Your output must match the data word for word, with every line included.

====== Data under study

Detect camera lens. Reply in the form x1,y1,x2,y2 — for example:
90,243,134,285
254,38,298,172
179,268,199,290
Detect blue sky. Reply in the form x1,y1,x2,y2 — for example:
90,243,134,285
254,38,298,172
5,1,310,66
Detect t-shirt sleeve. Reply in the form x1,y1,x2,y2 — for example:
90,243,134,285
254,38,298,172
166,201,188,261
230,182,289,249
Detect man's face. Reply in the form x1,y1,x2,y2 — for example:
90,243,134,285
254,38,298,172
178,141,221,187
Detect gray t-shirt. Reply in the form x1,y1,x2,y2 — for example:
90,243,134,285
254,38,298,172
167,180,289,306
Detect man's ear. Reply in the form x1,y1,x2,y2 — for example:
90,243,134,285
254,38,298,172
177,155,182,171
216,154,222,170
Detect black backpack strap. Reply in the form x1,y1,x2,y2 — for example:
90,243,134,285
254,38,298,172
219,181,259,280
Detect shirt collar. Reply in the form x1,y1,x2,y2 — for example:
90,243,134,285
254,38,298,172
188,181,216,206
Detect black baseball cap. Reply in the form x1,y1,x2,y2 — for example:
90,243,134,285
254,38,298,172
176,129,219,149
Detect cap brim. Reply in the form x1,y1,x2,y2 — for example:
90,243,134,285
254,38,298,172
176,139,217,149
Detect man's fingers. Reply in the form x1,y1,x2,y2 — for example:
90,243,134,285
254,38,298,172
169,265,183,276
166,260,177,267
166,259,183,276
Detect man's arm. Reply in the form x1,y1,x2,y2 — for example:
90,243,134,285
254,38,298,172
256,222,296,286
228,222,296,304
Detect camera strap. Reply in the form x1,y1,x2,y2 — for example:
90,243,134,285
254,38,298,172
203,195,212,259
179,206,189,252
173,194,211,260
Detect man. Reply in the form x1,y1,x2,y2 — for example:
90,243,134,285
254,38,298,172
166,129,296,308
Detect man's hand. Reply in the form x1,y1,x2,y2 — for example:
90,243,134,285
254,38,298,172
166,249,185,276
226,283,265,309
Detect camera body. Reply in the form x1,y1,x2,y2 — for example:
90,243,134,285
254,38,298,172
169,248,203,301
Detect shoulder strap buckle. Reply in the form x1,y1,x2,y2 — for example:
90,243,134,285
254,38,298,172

============

» **Written solution**:
Detect camera lens. Reply in the form x1,y1,x2,y2 — for example:
90,243,134,285
254,38,298,172
179,268,199,290
Detect blue sky. Reply in the form x1,y1,x2,y2 — for example:
90,243,134,285
254,38,298,172
5,1,310,66
Detect t-shirt sleeve. Reply in the form x1,y1,x2,y2 — for example:
90,243,134,285
254,38,298,172
166,201,188,261
230,182,289,249
Detect man's face. Reply in the form x1,y1,x2,y2 — for example:
90,243,134,285
254,38,298,172
178,141,221,187
Detect gray t-shirt. Reply in the form x1,y1,x2,y2 — for example:
90,243,134,285
254,38,298,172
167,180,289,306
Detect man's ear. Reply in the form x1,y1,x2,y2 — for example:
90,243,134,285
254,38,298,172
177,155,182,171
216,154,222,170
Detect black backpack strap. Reply in the form x1,y1,x2,y2 — for example:
90,243,134,285
254,38,298,172
219,181,259,280
Detect shirt collar. Reply in the form x1,y1,x2,y2 — for example:
90,243,134,285
254,38,298,172
188,181,216,206
Detect black baseball cap. Reply in the form x1,y1,x2,y2 — for example:
90,243,134,285
254,38,298,172
176,129,219,149
Detect cap brim. Reply in the form x1,y1,x2,y2 — for example:
90,243,134,285
254,38,298,172
176,139,217,149
Detect man's fingers. Reply in the form x1,y1,x2,y2 — for example:
90,243,134,285
254,38,298,172
169,265,183,276
166,260,177,267
166,259,183,276
Detect man's arm. Reply in the form x1,y1,x2,y2 — for example:
90,243,134,285
254,38,298,172
256,222,296,286
228,222,296,304
Detect camera strap. Reply in the form x1,y1,x2,y2 — for example:
90,243,134,285
254,38,298,172
203,195,212,259
179,206,189,252
173,194,211,260
Detect man. Reply in the form x1,y1,x2,y2 — for example:
90,243,134,285
254,38,298,172
166,129,296,308
Detect man's hand. Reply in the form x1,y1,x2,y2 — for example:
90,243,134,285
254,38,298,172
166,249,185,276
226,283,265,309
Detect camera body. Reply in the form x1,y1,x2,y2 — for example:
90,243,134,285
254,38,298,172
169,248,203,301
Detect shoulder strap buckle. Reply in the form x1,y1,x2,y2 — for example:
90,243,134,285
254,38,298,172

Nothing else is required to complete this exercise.